— START OF Listed records —

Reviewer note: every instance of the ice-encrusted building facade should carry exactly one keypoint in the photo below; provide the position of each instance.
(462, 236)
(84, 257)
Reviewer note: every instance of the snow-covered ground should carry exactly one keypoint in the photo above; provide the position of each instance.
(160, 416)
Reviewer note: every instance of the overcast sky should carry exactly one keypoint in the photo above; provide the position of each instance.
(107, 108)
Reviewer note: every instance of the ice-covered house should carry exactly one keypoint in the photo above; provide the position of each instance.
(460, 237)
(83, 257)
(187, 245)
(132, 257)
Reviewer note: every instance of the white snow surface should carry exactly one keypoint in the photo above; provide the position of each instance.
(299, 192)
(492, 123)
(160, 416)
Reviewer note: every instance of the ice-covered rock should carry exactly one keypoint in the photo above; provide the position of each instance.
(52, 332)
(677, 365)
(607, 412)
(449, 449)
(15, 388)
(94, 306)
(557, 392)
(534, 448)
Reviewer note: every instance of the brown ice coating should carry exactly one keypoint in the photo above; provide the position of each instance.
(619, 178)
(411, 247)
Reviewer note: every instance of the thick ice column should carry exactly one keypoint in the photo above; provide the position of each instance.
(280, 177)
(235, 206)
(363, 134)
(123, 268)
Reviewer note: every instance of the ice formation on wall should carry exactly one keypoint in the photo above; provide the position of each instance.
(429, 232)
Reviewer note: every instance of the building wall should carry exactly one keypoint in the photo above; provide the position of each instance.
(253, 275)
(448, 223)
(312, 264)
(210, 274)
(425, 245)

— END OF Listed records —

> Problem
Please retype, exactly as written, every line from the line containing "Reviewer note: every instance of the snow-covered" through the last line of the records above, including both of those lines, and nothing else.

> Reply
Reviewer note: every instance of the snow-covered ground should carry exactly one keypoint in the photo above; provide the position of each instance.
(160, 416)
Reviewer note: every instance of the overcast sky should carry exactly one keypoint in the photo above; provide the position of each instance.
(107, 108)
Reviewer note: every instance of the ice-covered house should carry exactly one keypoint in the photo above; provide the position of each instance.
(460, 237)
(83, 257)
(187, 245)
(132, 257)
Reviewer note: every instance of the white snow surface should carry exactly one keypoint in the photo above; provide the position of each instance.
(299, 192)
(492, 123)
(160, 416)
Reviewer note: every instance of the ice-covered rock should carry exactly one keypoint in the photo above; provide the position of each instance.
(52, 332)
(677, 365)
(607, 412)
(449, 449)
(15, 388)
(94, 306)
(557, 392)
(534, 448)
Reviewer note: every instance of the brown ice coating should carry exactly one keypoint in the photo above; provide the position of each instance.
(619, 178)
(411, 247)
Reviewer note: every instance of the thick ice column should carry exactly one keypoint in the photo above; provide the position of each instance.
(280, 177)
(235, 206)
(363, 134)
(123, 268)
Reviewer note: every instance of the ice formation on wall should carry exactly one keypoint in the photo above; provide the position of each instance.
(429, 232)
Reviewer note: every instance of the building wall should carry exactly one keypoint in the photo above; provide the position of each instance.
(253, 275)
(448, 223)
(312, 264)
(210, 274)
(425, 245)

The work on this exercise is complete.